07/13/08 “Sen. Weicker, when you're in Havana, would you mind picking up a box of Cuban cigars for me?”

Two Senators With Very Different Views

The Day

Lowell P. Weicker was just two years into his Senate career when the liberal Connecticut Republican ran into Sen. Jesse Helms, the arch-conservative North Carolinian.


Weicker, the free-swinging liberal blueblood from Greenwich whose passion for the Constitution had been stirred at Yale and in the University of Virginia School of Law, took on any cause that jarred him; Helms, the country politician educated at Wake Forest, played on the fault line of racism and never apologized for his extremist views on AIDS, prayer in schools and other issues. The two were destined to clash.

Helms, who died a week ago....

....”The important thing is, I managed to beat him on almost every amendment he proposed to alter the Constitution,” Weicker said. “More often than not, I had Barry Goldwater (the conservative Arizona senator and presidential candidate) as my ally. Whether it was prayer in the schools, or court stripping or not allowing the Supreme Court to use busing as a remedy in the desegregation case. Goldwater didn't go for that stuff.”

Weicker's wife Claudia recalled an uncomfortable moment with Helms. Weicker and Helms had been beating on one another in debates in the Senate just before the Senate hosted a dinner for President Ronald Reagan on Capitol Hill several weeks before Christmas.

*Exercises to complete*
(A) Write out the article on Weicker and Helms starting at "Helms, who died" and ending at "weeks before Christmas.", switching "dinner" to "banquet".
(B) According to the article on Weicker and Helms, where was Weicker's passion for the Constitution stirred?
(C) Translate this sentence from the article on Weicker and Helms into Spanish: "The two were destined to clash."
The listing is separate material, unrelated to the article on Weicker and Helms.

*Data records*
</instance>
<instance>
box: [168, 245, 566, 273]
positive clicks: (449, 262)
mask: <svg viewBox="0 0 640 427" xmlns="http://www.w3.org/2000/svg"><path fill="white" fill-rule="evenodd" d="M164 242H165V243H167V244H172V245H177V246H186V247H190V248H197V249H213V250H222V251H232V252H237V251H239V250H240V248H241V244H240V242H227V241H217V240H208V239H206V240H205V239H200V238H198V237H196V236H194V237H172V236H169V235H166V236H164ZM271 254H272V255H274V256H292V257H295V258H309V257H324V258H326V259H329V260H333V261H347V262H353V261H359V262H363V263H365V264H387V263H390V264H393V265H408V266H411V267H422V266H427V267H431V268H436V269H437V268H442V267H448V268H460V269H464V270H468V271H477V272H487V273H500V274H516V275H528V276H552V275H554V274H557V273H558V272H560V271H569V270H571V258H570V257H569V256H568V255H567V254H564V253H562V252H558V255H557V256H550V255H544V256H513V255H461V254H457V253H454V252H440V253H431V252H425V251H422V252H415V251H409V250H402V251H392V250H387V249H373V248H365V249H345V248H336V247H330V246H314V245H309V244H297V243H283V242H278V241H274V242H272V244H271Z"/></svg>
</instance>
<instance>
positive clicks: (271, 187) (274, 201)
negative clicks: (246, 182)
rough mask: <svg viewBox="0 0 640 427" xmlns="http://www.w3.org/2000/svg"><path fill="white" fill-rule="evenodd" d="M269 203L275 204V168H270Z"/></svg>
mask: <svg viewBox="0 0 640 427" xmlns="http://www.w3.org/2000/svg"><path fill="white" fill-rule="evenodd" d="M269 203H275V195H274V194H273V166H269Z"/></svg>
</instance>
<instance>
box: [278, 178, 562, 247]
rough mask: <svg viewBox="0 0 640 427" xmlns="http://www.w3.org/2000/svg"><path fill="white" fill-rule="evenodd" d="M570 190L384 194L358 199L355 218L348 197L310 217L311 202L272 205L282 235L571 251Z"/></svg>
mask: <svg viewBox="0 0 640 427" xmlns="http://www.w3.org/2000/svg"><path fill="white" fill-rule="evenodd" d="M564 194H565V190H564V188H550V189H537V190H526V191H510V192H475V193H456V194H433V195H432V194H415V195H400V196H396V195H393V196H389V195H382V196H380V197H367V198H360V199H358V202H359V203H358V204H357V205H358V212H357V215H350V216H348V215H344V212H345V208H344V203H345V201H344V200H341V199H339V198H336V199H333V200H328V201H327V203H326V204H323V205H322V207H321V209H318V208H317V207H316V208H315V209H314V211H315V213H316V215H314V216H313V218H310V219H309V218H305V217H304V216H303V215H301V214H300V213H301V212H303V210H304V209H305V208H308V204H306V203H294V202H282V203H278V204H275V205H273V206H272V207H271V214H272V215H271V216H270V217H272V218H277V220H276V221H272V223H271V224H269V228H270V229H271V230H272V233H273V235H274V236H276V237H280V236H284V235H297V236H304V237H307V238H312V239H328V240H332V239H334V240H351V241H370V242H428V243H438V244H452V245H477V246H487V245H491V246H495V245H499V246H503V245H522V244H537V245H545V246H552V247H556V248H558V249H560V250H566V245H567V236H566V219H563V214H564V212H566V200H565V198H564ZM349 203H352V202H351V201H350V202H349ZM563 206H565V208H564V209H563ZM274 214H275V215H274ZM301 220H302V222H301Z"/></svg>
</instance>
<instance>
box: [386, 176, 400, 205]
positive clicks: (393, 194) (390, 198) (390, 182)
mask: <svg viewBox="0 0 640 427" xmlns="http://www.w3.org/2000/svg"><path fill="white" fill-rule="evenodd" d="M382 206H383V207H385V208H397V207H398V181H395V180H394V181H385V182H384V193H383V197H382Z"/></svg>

*Answers below*
(A)
Helms, who died a week ago....

....”The important thing is, I managed to beat him on almost every amendment he proposed to alter the Constitution,” Weicker said. “More often than not, I had Barry Goldwater (the conservative Arizona senator and presidential candidate) as my ally. Whether it was prayer in the schools, or court stripping or not allowing the Supreme Court to use busing as a remedy in the desegregation case. Goldwater didn't go for that stuff.”

Weicker's wife Claudia recalled an uncomfortable moment with Helms. Weicker and Helms had been beating on one another in debates in the Senate just before the Senate hosted a banquet for President Ronald Reagan on Capitol Hill several weeks before Christmas.

(B) At Yale and in the University of Virginia School of Law.

(C) Los dos estaban destinados a chocar.